*** Extracted entries

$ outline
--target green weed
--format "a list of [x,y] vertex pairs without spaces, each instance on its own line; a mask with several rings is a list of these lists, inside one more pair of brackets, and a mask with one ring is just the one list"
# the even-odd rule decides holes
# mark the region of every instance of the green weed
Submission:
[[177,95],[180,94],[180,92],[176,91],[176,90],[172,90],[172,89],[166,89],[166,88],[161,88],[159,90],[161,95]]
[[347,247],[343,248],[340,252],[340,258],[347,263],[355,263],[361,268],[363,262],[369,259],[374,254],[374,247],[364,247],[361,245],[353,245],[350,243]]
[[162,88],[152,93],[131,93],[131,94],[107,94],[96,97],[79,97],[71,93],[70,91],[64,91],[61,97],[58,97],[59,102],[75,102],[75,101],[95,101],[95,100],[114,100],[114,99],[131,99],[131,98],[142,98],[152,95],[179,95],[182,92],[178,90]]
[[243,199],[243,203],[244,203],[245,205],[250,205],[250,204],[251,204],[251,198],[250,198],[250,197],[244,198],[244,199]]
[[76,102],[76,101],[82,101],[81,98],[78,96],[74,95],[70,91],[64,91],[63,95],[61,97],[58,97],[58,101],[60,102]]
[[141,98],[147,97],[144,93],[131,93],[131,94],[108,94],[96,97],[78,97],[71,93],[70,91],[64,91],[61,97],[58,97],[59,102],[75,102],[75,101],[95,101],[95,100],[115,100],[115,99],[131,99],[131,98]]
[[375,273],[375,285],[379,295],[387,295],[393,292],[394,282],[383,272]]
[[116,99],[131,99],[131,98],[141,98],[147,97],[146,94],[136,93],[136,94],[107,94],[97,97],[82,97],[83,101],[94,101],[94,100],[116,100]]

******

### What the exercise asks
Your response should consist of the data above, duplicated exactly.

### Task response
$ outline
--target green weed
--format "a list of [x,y] vertex pairs without spaces, each instance on its own line; a mask with several rings is a list of these lists, inside one more pair of brackets, and a mask with one ring is just the one list"
# the even-odd rule decides holes
# mark the region of every instance of the green weed
Submission:
[[177,95],[180,94],[180,92],[176,91],[176,90],[172,90],[172,89],[166,89],[166,88],[161,88],[159,90],[161,95]]
[[347,247],[343,248],[340,252],[340,258],[347,263],[355,263],[361,268],[363,262],[369,259],[374,254],[374,247],[364,247],[361,245],[353,245],[350,243]]
[[162,88],[152,93],[131,93],[131,94],[107,94],[96,97],[79,97],[71,93],[70,91],[64,91],[61,97],[58,97],[59,102],[75,102],[75,101],[95,101],[95,100],[114,100],[114,99],[131,99],[131,98],[142,98],[152,95],[179,95],[182,92],[178,90]]
[[243,199],[243,203],[244,203],[245,205],[250,205],[250,204],[251,204],[251,198],[250,198],[250,197],[244,198],[244,199]]
[[76,102],[76,101],[82,101],[81,98],[78,96],[74,95],[70,91],[64,91],[63,95],[61,97],[58,97],[58,101],[60,102]]
[[141,98],[147,97],[144,93],[131,93],[131,94],[108,94],[96,97],[78,97],[71,93],[70,91],[64,91],[61,97],[58,97],[59,102],[75,102],[75,101],[95,101],[95,100],[115,100],[115,99],[131,99],[131,98]]
[[375,273],[375,285],[379,295],[387,295],[393,292],[394,282],[383,272]]
[[116,99],[131,99],[131,98],[141,98],[147,97],[146,94],[136,93],[136,94],[107,94],[97,97],[82,97],[83,101],[94,101],[94,100],[116,100]]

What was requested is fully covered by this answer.